PROBLEM — Once the pictures are set aside, reproduce the entries below exactly.

**********

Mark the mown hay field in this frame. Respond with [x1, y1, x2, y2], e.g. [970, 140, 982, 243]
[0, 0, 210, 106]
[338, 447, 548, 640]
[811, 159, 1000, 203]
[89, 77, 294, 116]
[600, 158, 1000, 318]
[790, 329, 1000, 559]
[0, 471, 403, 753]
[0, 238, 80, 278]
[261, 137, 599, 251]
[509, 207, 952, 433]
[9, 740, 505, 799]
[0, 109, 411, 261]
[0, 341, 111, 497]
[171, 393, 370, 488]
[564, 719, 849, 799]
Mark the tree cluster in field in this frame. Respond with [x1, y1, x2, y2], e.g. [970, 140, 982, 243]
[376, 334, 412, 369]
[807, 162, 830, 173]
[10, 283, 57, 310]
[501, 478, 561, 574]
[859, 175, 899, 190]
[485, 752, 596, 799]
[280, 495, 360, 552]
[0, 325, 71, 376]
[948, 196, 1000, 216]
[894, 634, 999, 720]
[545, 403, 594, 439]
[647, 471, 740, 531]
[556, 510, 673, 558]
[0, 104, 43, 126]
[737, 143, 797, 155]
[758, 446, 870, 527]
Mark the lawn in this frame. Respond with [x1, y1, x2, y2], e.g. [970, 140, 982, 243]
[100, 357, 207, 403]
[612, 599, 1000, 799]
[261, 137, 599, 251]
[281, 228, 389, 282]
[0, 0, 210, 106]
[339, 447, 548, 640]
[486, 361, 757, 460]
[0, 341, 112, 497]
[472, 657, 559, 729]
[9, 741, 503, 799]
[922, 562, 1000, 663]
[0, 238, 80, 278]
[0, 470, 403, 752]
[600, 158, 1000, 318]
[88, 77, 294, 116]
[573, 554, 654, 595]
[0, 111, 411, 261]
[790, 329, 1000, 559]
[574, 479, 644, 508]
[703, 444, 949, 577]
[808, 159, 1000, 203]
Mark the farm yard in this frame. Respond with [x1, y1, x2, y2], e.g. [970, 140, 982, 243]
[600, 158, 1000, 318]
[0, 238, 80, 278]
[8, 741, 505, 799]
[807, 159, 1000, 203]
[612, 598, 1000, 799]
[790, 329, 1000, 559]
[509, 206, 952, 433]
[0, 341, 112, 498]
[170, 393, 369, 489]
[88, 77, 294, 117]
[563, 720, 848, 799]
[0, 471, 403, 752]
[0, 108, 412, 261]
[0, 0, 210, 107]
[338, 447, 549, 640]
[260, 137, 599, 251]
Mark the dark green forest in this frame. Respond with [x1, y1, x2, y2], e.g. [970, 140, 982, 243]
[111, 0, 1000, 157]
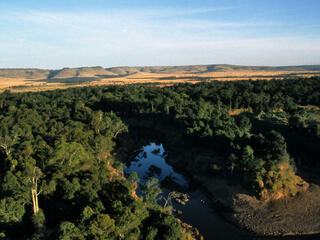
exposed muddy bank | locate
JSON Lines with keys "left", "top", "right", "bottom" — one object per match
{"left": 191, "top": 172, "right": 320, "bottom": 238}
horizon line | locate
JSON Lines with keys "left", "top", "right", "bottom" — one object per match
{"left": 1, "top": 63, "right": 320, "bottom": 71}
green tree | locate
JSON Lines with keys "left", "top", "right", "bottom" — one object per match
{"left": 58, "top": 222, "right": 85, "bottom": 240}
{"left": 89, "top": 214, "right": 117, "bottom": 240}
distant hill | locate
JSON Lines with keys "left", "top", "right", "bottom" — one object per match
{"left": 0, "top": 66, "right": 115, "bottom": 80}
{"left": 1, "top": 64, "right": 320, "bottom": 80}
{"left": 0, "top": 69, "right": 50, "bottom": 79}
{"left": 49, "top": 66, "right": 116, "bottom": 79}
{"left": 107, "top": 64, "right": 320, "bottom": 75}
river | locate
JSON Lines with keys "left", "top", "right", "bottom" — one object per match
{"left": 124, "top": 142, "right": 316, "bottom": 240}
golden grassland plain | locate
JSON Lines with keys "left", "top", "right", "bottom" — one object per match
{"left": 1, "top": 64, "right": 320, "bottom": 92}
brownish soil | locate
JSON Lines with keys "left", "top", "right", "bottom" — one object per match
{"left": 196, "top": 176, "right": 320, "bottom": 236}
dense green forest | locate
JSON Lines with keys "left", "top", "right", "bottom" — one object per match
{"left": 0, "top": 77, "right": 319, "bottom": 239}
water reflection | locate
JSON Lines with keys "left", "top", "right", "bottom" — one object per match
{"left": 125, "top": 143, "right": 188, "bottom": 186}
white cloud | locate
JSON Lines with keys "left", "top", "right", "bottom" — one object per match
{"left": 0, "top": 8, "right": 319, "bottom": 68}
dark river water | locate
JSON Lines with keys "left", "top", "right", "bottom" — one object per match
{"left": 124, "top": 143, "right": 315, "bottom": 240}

**********

REPLY —
Mark the mown hay field in this frame. Respond with [x1, y1, x2, y2], e.g. [970, 140, 982, 243]
[0, 0, 210, 106]
[338, 447, 548, 640]
[811, 159, 1000, 203]
[89, 77, 294, 116]
[600, 158, 1000, 318]
[790, 329, 1000, 559]
[0, 471, 403, 753]
[0, 238, 80, 278]
[261, 137, 599, 251]
[509, 207, 952, 433]
[9, 740, 505, 799]
[0, 109, 411, 261]
[0, 341, 111, 497]
[171, 393, 370, 488]
[564, 719, 849, 799]
Mark the tree cluster in field in this frame. Respond with [x1, y1, x2, y2], e.g. [970, 140, 982, 243]
[376, 334, 412, 369]
[807, 162, 830, 173]
[10, 283, 57, 310]
[501, 478, 561, 574]
[859, 175, 899, 190]
[485, 752, 596, 799]
[280, 495, 360, 552]
[0, 325, 71, 376]
[948, 196, 1000, 216]
[894, 634, 999, 720]
[545, 403, 594, 439]
[647, 471, 740, 531]
[556, 510, 673, 558]
[0, 104, 43, 126]
[737, 143, 797, 155]
[758, 446, 870, 527]
Mark the lawn in this frame. Respond with [x1, y1, x2, y2], e.g. [970, 140, 982, 243]
[100, 357, 207, 403]
[612, 599, 1000, 799]
[261, 137, 599, 251]
[281, 228, 389, 282]
[0, 0, 210, 106]
[339, 447, 548, 640]
[486, 361, 757, 460]
[0, 341, 112, 497]
[472, 657, 559, 729]
[9, 741, 503, 799]
[922, 562, 1000, 663]
[0, 238, 80, 278]
[0, 470, 403, 752]
[600, 158, 1000, 318]
[88, 77, 294, 116]
[573, 554, 654, 595]
[0, 111, 411, 261]
[790, 329, 1000, 559]
[574, 479, 644, 508]
[703, 444, 949, 577]
[808, 159, 1000, 203]
Mark the farm yard in this frame. Respond with [x1, y1, x2, y2], e.g. [970, 140, 982, 243]
[600, 158, 1000, 318]
[0, 238, 80, 278]
[8, 741, 505, 799]
[807, 159, 1000, 203]
[612, 598, 1000, 799]
[790, 329, 1000, 559]
[509, 206, 952, 433]
[0, 341, 112, 498]
[170, 393, 369, 489]
[88, 77, 294, 117]
[563, 720, 848, 799]
[0, 471, 403, 752]
[0, 108, 412, 261]
[0, 0, 210, 107]
[338, 447, 549, 640]
[260, 137, 599, 251]
Mark the dark green forest in this frame. Respond with [x1, y1, x2, y2], e.g. [970, 140, 982, 243]
[111, 0, 1000, 157]
exposed muddy bank | locate
JSON Lines with keys "left", "top", "right", "bottom" — one object per match
{"left": 191, "top": 172, "right": 320, "bottom": 238}
horizon line | locate
JSON Lines with keys "left", "top", "right", "bottom" — one object per match
{"left": 1, "top": 63, "right": 320, "bottom": 71}
green tree | locate
JSON Lines with keys "left", "top", "right", "bottom" — one object per match
{"left": 58, "top": 222, "right": 85, "bottom": 240}
{"left": 89, "top": 214, "right": 117, "bottom": 240}
distant hill | locate
JSON Lines with keys "left", "top", "right", "bottom" — one object per match
{"left": 0, "top": 66, "right": 115, "bottom": 80}
{"left": 1, "top": 64, "right": 320, "bottom": 80}
{"left": 0, "top": 69, "right": 50, "bottom": 79}
{"left": 49, "top": 66, "right": 116, "bottom": 79}
{"left": 107, "top": 64, "right": 320, "bottom": 75}
river | locate
JSON Lines with keys "left", "top", "right", "bottom" — one object per match
{"left": 124, "top": 142, "right": 316, "bottom": 240}
golden grassland plain | locate
JSON Lines with keys "left", "top", "right", "bottom" — one object per match
{"left": 1, "top": 64, "right": 320, "bottom": 92}
brownish soil | locate
JSON Lines with keys "left", "top", "right", "bottom" — one object per match
{"left": 196, "top": 176, "right": 320, "bottom": 236}
dense green forest | locate
JSON Lines with keys "left", "top", "right", "bottom" — one object per match
{"left": 0, "top": 77, "right": 319, "bottom": 239}
water reflection | locate
JSON Lines with keys "left", "top", "right", "bottom" — one object per match
{"left": 125, "top": 143, "right": 188, "bottom": 186}
white cloud | locate
JSON Lines with keys "left", "top", "right", "bottom" — one object per match
{"left": 0, "top": 8, "right": 319, "bottom": 68}
dark river water | locate
JSON Lines with keys "left", "top", "right", "bottom" — one object per match
{"left": 124, "top": 143, "right": 315, "bottom": 240}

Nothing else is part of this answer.